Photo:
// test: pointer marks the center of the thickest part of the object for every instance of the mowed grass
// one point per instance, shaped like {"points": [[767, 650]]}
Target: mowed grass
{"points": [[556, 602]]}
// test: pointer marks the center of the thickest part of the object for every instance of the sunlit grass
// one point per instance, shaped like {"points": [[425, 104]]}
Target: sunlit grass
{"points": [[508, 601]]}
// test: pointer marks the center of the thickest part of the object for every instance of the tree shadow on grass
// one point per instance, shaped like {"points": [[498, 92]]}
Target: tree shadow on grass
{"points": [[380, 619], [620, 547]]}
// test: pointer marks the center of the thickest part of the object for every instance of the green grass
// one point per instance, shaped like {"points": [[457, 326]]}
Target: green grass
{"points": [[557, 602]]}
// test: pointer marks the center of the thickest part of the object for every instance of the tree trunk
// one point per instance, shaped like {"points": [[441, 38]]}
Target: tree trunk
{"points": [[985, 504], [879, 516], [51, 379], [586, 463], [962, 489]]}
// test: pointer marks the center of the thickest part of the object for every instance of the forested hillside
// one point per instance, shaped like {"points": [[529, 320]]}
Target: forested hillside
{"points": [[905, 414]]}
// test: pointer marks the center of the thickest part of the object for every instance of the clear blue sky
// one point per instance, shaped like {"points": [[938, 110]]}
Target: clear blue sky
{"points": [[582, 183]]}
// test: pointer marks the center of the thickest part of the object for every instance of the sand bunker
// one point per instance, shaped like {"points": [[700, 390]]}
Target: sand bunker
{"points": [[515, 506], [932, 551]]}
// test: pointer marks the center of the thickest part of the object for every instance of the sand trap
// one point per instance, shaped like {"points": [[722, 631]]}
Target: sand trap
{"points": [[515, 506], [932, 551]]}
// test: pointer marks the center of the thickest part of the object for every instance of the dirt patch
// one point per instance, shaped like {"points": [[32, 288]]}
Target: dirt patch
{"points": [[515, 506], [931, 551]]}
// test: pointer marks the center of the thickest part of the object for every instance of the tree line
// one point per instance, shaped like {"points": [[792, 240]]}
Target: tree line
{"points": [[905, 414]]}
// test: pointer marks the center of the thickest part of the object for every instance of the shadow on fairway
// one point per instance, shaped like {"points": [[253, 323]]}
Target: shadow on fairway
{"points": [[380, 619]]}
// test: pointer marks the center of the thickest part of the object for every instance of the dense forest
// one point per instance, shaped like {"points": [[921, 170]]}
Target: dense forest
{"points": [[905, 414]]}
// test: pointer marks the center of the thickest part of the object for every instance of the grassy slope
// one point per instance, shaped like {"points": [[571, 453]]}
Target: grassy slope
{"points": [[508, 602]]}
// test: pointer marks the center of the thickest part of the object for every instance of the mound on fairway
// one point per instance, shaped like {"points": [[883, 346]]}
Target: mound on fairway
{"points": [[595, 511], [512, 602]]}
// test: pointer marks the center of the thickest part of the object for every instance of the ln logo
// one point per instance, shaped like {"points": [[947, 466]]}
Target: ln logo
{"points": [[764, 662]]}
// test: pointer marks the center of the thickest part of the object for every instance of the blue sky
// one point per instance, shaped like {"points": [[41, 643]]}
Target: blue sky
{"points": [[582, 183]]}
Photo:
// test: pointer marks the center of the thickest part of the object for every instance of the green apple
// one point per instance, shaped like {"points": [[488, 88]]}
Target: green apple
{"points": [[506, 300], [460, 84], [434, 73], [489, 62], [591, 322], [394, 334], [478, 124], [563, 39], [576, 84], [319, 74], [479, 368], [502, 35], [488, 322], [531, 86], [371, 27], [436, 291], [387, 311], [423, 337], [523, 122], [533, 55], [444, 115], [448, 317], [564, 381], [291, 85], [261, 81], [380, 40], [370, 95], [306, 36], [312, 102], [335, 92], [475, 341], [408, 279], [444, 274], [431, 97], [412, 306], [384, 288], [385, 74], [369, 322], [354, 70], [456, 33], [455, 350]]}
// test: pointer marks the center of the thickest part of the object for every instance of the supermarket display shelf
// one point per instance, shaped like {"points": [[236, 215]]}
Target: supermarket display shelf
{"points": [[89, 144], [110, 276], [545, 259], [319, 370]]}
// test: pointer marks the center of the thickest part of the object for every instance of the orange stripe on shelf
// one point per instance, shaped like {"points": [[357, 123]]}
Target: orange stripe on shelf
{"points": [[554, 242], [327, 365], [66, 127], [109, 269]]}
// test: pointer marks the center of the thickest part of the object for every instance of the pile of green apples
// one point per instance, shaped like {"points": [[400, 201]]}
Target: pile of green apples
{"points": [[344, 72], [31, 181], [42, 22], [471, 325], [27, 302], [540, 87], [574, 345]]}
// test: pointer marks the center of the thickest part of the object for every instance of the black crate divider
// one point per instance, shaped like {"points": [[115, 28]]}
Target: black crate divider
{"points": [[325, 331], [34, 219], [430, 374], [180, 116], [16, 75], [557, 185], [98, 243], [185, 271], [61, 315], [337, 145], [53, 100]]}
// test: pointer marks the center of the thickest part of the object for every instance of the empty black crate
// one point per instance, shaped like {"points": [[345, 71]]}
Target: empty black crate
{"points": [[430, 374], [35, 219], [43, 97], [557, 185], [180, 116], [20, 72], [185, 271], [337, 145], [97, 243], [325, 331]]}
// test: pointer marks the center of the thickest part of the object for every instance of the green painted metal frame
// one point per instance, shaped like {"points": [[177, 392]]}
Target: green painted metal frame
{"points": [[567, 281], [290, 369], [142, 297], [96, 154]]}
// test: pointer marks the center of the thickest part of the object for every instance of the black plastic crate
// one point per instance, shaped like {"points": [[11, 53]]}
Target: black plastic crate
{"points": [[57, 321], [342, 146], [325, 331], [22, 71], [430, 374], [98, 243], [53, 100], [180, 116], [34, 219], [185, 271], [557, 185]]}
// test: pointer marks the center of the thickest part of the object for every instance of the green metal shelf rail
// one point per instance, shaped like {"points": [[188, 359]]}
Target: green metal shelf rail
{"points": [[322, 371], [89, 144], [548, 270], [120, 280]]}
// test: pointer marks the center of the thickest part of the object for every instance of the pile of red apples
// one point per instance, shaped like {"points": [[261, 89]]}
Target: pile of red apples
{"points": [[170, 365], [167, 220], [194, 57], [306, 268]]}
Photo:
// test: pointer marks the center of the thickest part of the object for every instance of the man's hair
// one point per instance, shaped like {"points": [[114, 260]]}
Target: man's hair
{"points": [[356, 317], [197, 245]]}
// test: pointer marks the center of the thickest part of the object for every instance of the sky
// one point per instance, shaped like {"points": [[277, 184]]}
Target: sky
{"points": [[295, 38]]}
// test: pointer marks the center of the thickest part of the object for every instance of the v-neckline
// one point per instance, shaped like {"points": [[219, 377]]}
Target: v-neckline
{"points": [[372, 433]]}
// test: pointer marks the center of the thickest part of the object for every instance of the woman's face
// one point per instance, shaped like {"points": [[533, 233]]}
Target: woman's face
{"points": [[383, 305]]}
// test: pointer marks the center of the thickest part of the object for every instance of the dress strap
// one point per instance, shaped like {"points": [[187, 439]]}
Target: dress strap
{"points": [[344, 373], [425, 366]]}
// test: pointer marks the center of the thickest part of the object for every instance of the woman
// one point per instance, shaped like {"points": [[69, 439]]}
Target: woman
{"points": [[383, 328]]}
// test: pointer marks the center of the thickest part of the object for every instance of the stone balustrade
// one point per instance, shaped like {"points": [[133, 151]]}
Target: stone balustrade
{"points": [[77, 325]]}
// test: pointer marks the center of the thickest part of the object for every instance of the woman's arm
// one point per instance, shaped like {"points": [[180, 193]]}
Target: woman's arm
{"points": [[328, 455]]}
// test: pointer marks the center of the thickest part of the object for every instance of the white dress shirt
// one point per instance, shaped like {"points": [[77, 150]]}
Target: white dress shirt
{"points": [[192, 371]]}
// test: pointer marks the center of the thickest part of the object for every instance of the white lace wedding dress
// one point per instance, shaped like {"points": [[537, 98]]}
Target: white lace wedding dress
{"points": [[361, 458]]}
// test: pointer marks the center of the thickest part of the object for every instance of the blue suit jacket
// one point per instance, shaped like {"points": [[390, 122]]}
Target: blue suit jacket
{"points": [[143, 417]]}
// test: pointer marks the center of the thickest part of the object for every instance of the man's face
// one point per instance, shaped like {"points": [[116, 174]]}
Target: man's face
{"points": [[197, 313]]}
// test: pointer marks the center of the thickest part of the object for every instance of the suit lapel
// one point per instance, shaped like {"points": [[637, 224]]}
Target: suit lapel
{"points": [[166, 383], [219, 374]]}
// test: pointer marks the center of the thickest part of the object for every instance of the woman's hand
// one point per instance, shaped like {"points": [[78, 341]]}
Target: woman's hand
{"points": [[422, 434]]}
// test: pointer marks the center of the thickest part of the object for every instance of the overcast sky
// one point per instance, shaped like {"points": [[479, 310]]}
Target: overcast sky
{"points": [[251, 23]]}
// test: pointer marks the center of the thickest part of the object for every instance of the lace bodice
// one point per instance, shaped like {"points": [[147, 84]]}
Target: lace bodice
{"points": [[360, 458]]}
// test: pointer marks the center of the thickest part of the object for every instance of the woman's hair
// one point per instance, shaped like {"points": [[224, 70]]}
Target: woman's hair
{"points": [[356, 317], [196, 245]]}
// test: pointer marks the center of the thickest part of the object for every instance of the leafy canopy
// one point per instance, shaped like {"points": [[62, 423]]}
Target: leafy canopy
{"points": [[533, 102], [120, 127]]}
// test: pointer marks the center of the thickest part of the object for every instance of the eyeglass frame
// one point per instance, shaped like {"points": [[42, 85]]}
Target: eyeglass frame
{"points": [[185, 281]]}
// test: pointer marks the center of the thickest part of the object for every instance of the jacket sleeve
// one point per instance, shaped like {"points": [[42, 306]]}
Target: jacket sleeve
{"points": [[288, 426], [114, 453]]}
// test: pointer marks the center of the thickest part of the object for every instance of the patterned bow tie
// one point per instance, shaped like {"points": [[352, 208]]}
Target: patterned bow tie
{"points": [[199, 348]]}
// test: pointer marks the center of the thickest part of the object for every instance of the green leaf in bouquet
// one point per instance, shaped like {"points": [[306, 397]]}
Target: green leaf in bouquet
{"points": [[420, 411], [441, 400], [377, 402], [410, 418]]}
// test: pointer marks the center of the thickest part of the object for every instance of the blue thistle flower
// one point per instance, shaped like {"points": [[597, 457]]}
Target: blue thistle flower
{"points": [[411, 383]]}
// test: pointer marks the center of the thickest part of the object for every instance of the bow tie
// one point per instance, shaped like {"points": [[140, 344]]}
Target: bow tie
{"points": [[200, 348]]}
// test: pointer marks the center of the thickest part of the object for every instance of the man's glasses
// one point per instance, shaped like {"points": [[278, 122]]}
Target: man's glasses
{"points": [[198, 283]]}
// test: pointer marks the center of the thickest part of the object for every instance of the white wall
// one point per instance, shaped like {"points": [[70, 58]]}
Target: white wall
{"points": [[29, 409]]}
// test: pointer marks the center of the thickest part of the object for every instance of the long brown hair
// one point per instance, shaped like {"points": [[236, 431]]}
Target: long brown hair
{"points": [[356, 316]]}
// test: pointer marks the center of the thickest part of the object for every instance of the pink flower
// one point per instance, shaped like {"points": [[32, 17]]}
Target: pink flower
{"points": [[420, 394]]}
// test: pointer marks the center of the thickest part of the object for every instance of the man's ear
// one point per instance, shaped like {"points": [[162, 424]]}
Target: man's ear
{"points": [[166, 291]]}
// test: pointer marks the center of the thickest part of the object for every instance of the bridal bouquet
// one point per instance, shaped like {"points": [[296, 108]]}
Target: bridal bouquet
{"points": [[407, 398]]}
========================================
### Task objective
Repeat word for word every line from the one that holds "the man's glasses" to the end. Both ends count.

### Complete response
// test: pointer marks the center of the thickest part of the object for every instance of the man's glasses
// one point per instance, shaped like {"points": [[278, 122]]}
Target: man's glasses
{"points": [[198, 283]]}
// test: pointer marks the center of the thickest part of the object for every instance of the white wall
// one point per instance, shaped like {"points": [[70, 58]]}
Target: white wall
{"points": [[29, 409]]}
// test: pointer marks the center of the thickest part of the object for every instance of the long brown hair
// one point per instance, shaped like {"points": [[236, 431]]}
Target: long brown hair
{"points": [[356, 316]]}
// test: pointer marks the center of the thickest part of the object for every instance of the pink flower
// one point per instance, shaped like {"points": [[32, 17]]}
Target: pink flower
{"points": [[420, 394]]}
// test: pointer marks the center of the thickest part of the object for every instance of the man's ear
// one point per instance, shaped like {"points": [[162, 424]]}
Target: man's ear
{"points": [[166, 291]]}
// test: pointer marks the center of the thickest part of the object for every instance of the bridal bouquet
// one point per instance, shaped like {"points": [[296, 108]]}
Target: bridal bouquet
{"points": [[407, 398]]}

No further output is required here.